Update the rows below by changing every "one marker per instance" to "one point per object" and leaving everything else unchanged.

- [Pointing dataset excerpts]
┌──
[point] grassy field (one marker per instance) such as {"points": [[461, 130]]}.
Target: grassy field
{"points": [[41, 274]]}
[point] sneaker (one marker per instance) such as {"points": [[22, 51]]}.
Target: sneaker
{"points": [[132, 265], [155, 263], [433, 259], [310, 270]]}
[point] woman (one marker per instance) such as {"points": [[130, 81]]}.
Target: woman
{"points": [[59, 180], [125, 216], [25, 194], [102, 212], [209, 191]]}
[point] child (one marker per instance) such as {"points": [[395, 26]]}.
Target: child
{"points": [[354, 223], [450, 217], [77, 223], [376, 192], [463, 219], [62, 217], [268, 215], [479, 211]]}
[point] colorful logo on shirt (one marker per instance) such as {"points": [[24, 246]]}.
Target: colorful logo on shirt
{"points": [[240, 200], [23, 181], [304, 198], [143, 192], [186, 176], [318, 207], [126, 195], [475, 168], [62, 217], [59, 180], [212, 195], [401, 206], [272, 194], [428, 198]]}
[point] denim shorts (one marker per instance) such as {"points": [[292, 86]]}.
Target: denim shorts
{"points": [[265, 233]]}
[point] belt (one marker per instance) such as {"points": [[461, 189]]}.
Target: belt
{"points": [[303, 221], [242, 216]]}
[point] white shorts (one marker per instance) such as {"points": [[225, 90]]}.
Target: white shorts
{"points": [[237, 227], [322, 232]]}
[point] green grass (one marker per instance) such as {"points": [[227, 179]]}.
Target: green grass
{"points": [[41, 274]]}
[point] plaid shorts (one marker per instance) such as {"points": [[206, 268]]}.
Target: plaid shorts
└──
- [ANSWER TO THIS PROBLEM]
[point] grassy field (one point per object) such as {"points": [[461, 130]]}.
Target: grassy field
{"points": [[41, 274]]}
[point] sneaker (one point per object) such as {"points": [[22, 51]]}.
Target: sneaker
{"points": [[132, 265], [155, 263], [433, 259], [310, 270]]}
[point] woman (one point per object) such as {"points": [[130, 81]]}.
Target: woman
{"points": [[59, 180], [125, 216], [25, 194], [102, 212], [209, 191]]}
[point] child (one point per object) such as {"points": [[395, 26]]}.
Target: child
{"points": [[354, 223], [450, 217], [77, 223], [376, 192], [463, 219], [62, 217], [268, 215], [479, 211]]}
[point] colorful logo on shirt (one point per object) such as {"points": [[24, 246]]}.
Target: colorful logo on shirt
{"points": [[240, 200], [23, 181], [304, 198], [143, 192], [186, 176], [318, 207], [126, 195], [475, 168], [62, 217], [59, 180], [212, 195], [401, 206], [272, 194], [428, 198]]}
[point] denim shorts (one point per object) such as {"points": [[292, 86]]}.
Target: denim shorts
{"points": [[265, 233]]}
[point] belt (one point per object) such as {"points": [[461, 189]]}.
Target: belt
{"points": [[303, 221], [242, 216]]}
[point] white shorts (one point per object) such as {"points": [[225, 90]]}.
Target: white shorts
{"points": [[237, 227], [322, 232]]}
[point] green grass (one point per object) such as {"points": [[227, 179]]}.
Target: green grass
{"points": [[41, 274]]}
[point] plaid shorts (one point per object) such as {"points": [[206, 268]]}.
Target: plaid shorts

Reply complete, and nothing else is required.